THE TASKS >>
[1] In the text on the ECJ mass dismissal rulings, what had the insolvency administrator failed to do in the Tomann case?
[2] Translate this sentence from the text on the ECJ mass dismissal rulings into Spanish: "The ECJ rulings were preceded by a remarkable exchange of blows between the Sixth and Second Senates of the BAG."
[3] Extend the text on the ECJ mass dismissal rulings, picking up right after its last sentence.

start QUOTED TEXT

On 30 October 2025, the European Court of Justice (ECJ) ruled on key issues concerning the legal consequences of a missing or incorrect mass dismissal notification in the ­Tomann case (C-134/24) and the Sewel case (C-402/24). Hopes that the ECJ would mitigate the strict legal consequences of errors in mass dismissal procedures in response to the questions referred by the Second and Sixth Senates of the Federal Labor Court (Bundesarbeitsgericht, BAG) have been largely disappointed.


Legal background


§ 17 (1) and (3) of the German Employment Protection Act (Kündigungsschutzgesetz, KSchG) require employers to submit a mass dismissal notification to the competent ­government labor agency before carrying out mass dismissals if statutory thresholds are reached. If there is a works council in the company affected by mass dismissals, § 17 (2) KSchG also requires the employer to provide the works council with certain information specified by law before submitting the mass dismissal notification and, in particular, to discuss with it the possibility of avoiding or limiting redundancies and mitigating their consequences (so-called consultation procedure).


Until now, the BAG has assumed that many violations of the legal requirements of § 17 KSchG, both in the context of the consultation procedure and when notifying a mass dismissal, lead to the invalidity of the dismissals covered.


Background to the ECJ rulings


The ECJ rulings were preceded by a remarkable exchange of blows between the Sixth and Second Senates of the BAG. In its ruling of 14 December 2023 – 6 AZR 157/22 (B) – the Sixth Senate of the BAG initially announced its intention to change the previous case law. The absence of, or errors in, the notification of mass dismissals should no longer lead to the invalidity of dismissals, whereas errors in the consultation procedure should continue to do so. As this represented a departure from the case law of the Second Senate, the Sixth Senate asked the Second Senate to change this case law in a divergence request on a point of law pursuant to § 45 (3) Labor Court Act (Arbeitsgerichtsgesetz).


The Second Senate then suspended the divergence procedure by order of 1 February 2024 – 2 AS 22/23 (A) – and requested the ECJ in the Tomann case to answer several questions on the interpretation of Council Directive 98/59/EC of 20 July 1998 on the approximation of the laws of the Member States relating to mass dismissals (Mass ­Dismissals Directive), which forms the basis of German law on mass dismissals. The Tomann case was based on an action for unfair dismissal in which an insolvency administrator had completely failed to give the required mass dismissal notification before giving notice of dismissal.

end QUOTED TEXT
start SOURCE EXCERPT

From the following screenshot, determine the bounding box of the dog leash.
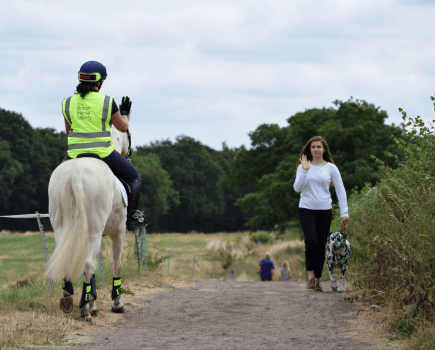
[338,222,352,235]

end SOURCE EXCERPT

FINAL RESULTS >>
[1] The administrator had completely failed to give the required mass dismissal notification before giving notice of dismissal.

[2] Las sentencias del TJUE estuvieron precedidas por un notable intercambio de golpes entre las Salas Sexta y Segunda del BAG.

[3]
Three months later, the Sixth Senate of the BAG took the Sewel case as an opportunity to also refer the matter to the ECJ ­(ruling of 23 May 2024 – 6 AZR 152/22 (A)). Unlike in the ­Tomann case, the starting point for the proceedings was a case in which a notice of dismissal had been given, but the plaintiff had complained about factual errors in the mass dismissals.

The ECJ rulings


In the Tomann case, the ECJ essentially followed the opinion of Advocate General Norkus. In the opinion of the ECJ, a mass dismissal notification is a prerequisite for the effectiveness of redundancies subject to notification. An ­employer who has not submitted the notification cannot “make up” for the lack of a redundancy notification by submitting a subsequent notification in such a way that the dismissal would take effect 30 days after the subsequent notification. In other words, they cannot “remedy” the dismissal, with the result that the dismissal becomes effective after the expiry of the 30-day “dismissal ban” provided for in § 18(1) KSchG and the Mass Dismissal Directive, i.e., the period for the earliest possible effective date of dismissals.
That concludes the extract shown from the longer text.